■ PROBLEMI ■
[a] Secondo la recensione dell'album di HÖSTSONATEN, quante parti del poema di Coleridge compaiono in Charter One oltre al prologo?
[b] Prosegui la recensione dell'album di HÖSTSONATEN dopo la sua ultima frase.

■ TESTO FORNITO ■
***

HÖSTSONATEN è uno dei molteplici progetti di Fabio Zuffanti, musicista genovese di area
progressiva.
E’ da poco uscito l’album The rime of the
ancient mariner, Charter One,
la cui lunga “gestazione” -l’idea risale al 1995- è perfettamente spiegata da
Fabio stesso nelle righe a seguire.
Siamo di fronte alla trasposizione musicale del poema di Samuel Taylor Coleridge, iniziata e in
parte proposta in due album datati 1996 e 1998 (HÖSTSONATEN e MIRRROGAMES), e ritenuta al tempo insoddisfacente, e quindi momentaneamente accantonata. La voglia di follow up
si è manifestata nel 2011, e probabilmente non esiste una ragione
particolare che sostiene la decisione…
certe cose si materializzano senza necessità di ricerca, semplicemente si capisce che è
arrivato il momento giusto.
Coleridge descrive una storia molto lineare ma, raccontando le eccezionali
avventure di un uomo di mare nel corso di un suo drammatico viaggio, delinea attraverso allegorie il
percorso di una vita comune a molti, stimolando riflessioni che riguardano
tutto il genere umano, oggi come due secoli fa.
Il poema è diviso in sette parti è in questo Charter One ne compaiono
quattro, oltre al prologo, mentre le restanti tre, e l’epilogo, troveranno
spazio nell’uscita del 2013.
La sommaria descrizione di questo nuovo/vecchio lavoro di Zuffanti è per me cosa complicata,
perché il mio gradimento personale potrebbe intaccare l’oggettività con cui
dovrei trattare l’argomento. Da tempo ho smesso di cercare i canoni ufficiali
della qualità musicale, essendo certo che sia poco importante trovare regole
universali, e arrivando a stabilire una sorta di equazione che porta a far coincidere la buona musica con le
emozioni che essa provoca, ovvero una reazione positiva ad uno stimolo fatto di
ritmi, note ed atmosfere.
Musicare The rime… è stata cosa,
credo, estremamente complicata, e questo sì, è fatto oggettivo.
Trovare musicisti adeguati - non parlo di capacità tecniche ma
interpretative- è stato, credo, altresì difficile, ma Zuffanti ha trovato la
perfetta fermatura della boucle, passando oltretutto il testimone a differenti
vocalist, che forniscono una prova straordinaria.
Ma il sunto è una musica che,
se fosse stata scritta nella prima parte dei seventies, sarebbe ora una piece
significativa della musica progressiva, magari accanto a Nursery Cryme, Fragile e Pawn
Hearts. Nascere nel posto giusto al momento giusto, sembra retorica, ma è
fondamentale per determinare il nostro destino.
Dal punto di vista emozionale, cioè quello che realmente apprezzo, The rime… lascia il segno, riportando ad
un disegno sinfonico, trionfale e sognante che si alterna alla poesia e a voci
“penetranti”. Conoscere il contenuto della “ballata”, seguire il testo e ascoltare
l’album è una possibile chiave di lettura che permette di entrare in completa
sintonia con l’opera. Di più... avere tra le mani la splendida copertina,
opportunamente aperta, favorisce l’unione dell’elemento visivo che, unito a
liriche e suoni, dona un senso di estrema completezza e consente un piccolo
transfert che può durare l’intero album.

***

■ ESTRATTO DATI ■
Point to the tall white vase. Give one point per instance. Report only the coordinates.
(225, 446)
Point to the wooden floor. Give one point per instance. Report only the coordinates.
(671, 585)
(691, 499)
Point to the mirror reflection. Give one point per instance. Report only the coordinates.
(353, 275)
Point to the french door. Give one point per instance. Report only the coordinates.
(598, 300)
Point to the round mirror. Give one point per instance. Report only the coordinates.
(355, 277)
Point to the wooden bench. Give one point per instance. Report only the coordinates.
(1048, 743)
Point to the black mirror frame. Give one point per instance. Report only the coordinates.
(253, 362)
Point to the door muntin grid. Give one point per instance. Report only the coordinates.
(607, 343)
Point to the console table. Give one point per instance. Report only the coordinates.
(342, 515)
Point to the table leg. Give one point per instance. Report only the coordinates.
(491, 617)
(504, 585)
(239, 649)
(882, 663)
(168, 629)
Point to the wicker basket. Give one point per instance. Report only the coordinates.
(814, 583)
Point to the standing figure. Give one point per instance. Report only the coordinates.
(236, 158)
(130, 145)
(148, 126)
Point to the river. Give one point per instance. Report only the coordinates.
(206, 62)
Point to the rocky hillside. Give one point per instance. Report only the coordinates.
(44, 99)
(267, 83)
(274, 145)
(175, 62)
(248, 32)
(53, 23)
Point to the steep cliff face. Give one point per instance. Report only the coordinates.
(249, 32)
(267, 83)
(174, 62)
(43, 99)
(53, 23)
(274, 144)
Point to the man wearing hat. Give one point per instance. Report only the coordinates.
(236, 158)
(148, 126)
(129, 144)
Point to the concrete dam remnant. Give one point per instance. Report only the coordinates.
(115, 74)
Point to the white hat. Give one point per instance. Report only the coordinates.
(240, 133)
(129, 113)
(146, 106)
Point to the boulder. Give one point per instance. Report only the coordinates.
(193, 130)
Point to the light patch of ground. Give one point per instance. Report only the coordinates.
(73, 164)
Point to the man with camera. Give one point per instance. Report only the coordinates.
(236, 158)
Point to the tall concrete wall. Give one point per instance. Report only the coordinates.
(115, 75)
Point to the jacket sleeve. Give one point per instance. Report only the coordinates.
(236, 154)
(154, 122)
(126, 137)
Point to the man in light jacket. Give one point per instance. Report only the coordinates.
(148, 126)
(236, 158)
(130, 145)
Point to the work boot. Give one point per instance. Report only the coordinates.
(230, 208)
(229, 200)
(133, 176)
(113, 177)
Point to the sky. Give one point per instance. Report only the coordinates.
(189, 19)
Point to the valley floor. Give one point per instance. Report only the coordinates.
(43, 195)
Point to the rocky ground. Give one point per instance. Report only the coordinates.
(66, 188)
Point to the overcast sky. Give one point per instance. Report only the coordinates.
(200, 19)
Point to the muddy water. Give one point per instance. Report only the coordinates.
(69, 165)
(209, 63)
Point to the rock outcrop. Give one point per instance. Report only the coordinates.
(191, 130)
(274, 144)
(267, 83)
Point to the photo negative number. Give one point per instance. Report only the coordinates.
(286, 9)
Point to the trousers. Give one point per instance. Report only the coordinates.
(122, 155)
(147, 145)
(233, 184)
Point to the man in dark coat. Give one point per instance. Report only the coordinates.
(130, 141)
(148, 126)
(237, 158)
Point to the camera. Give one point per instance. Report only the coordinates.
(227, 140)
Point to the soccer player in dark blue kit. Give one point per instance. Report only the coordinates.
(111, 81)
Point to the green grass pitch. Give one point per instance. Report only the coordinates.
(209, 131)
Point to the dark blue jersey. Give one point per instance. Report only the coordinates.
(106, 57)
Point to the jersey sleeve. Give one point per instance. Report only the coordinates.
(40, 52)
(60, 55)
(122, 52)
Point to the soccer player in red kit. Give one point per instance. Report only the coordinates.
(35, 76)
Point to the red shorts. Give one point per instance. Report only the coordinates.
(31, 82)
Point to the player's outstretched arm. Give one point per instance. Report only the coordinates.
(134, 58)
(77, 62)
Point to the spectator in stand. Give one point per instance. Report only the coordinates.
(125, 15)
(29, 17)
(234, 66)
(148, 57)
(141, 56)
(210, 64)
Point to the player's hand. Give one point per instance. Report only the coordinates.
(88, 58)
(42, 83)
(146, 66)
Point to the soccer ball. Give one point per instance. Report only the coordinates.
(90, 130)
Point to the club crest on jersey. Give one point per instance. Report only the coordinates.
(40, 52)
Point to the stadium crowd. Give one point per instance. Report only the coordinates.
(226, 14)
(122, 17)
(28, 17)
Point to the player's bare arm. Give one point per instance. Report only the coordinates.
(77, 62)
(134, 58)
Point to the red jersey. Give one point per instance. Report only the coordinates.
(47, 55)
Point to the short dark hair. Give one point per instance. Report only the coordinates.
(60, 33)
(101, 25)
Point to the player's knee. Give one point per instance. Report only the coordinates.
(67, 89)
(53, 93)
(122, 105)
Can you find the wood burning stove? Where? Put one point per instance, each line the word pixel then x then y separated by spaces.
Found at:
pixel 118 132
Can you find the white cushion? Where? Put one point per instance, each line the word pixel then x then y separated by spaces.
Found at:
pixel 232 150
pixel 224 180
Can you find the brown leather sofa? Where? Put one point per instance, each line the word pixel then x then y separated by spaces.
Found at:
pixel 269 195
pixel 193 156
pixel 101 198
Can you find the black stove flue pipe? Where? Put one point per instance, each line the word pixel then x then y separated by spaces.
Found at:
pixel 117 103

***

■ LE RISPOSTE ■
[a] Quattro parti.

[b]
E’ sempre poco simpatico il ricorrere a modelli di riferimento
passati, ma mi piace sottolineare il mood che mi ha accompagnato nell’ascolto,
perché mi ha riportato d’abord a
qualcosa che provai molti lustri fa
quando, ascoltando Nursery Cryme,
arrivò il momento di Seven Stones.
Capisco perfettamente - e lo invidio- Fabio Zuffanti quando racconta
di aver pianto in un determinato momento del riascolto della sua creazione, tale era la bellezza dell’ idea,
divenuta fatto concreto. Lo comprendo perché ho provato a seguire la sua strada
e anche io mi sono quasi commosso: cosa si dovrebbe chiedere di più ad una
musica!?
Rock sinfonico, musica progressiva… chissà quante denominazioni si
possono coniare per questo album! Io, dilungandomi, direi… musica che scuote gli animi e provoca scosse a catena nei più sensibili, anche in quelli che si ritengono immuni da certe
reazioni, ritenute erroneamente ”debolezze”.
La proposizione in chiave live non sarà semplice, come Fabio spiega,
ma penso dovrebbe essere l’obiettivo primario, un progetto itinerante che,
ovviamente, va a cozzare con le attuali logiche che regolano il mondo della
musica e della società in generale; il sogno di Zuffanti di portare l’opera oltre confine,
laddove certa musica trova forse maggiore apprezzamento, è legittimo e
auspicabile.
Il mio sogno è invece quello di vedere aperte, meglio se spalancate, le porte delle scuole e dei
luoghi deputati al trasferimento della cultura, spazi in cui ben pochi sanno
dell’esistenza di HÖSTSONATEN, e forse, anche per loro, trovarsi al posto
giusto nel momento giusto potrebbe fare la differenza.
Musica imperdibile!!!
Fabio Zuffanti
approfondisce…
A: Torniamo indietro di qualche
anno. Che cosa ti indusse, nel ’95, a dedicarti alla trasposizione di “The rime…”, qual è l’aspetto che ti ha
portato a pensare che, proprio quel poema, avrebbe dovuto avere una vita
arricchita dalla musica?
F: Comincio
col dire che la scoperta da parte mia del poema di Coleridge risale alla metà
degli anni ottanta, nello specifico nel momento dell’uscita di un album degli
Iron Maiden che conteneva una loro
versione iper-concentrata dell’opera. Questo mi spinse ad approfondire e mi
ritrovai a leggere estasiato le fantastiche (in tutti i sensi) liriche del
poema. Chi ha avuto la possibilità di leggere tali pagine si sarà sicuramente
accorto della grandissima musicalità intrinseca della quale le parole sono
dotate. Quando qualche anno dopo pensai al materiale da inserire nel primo
album di Höstsonaten
(1996) presi quindi a lavorare proprio su una mia versione della prima parte di
“The rime…”. Musicai solo tale
sezione perché il poema è assai lungo (il tutto consta di sette parti) e già
costruire un impianto sonoro su quella, fece scaturire un pezzo di oltre dodici
minuti. Decisi quindi, per non occupare troppo spazio nel disco, di musicare
una sezione per volta da inserirle negli
album a venire. Cosa che feci in realtà solo per il successivo “Mirrorgames” (1998) che contiene la
seconda parte.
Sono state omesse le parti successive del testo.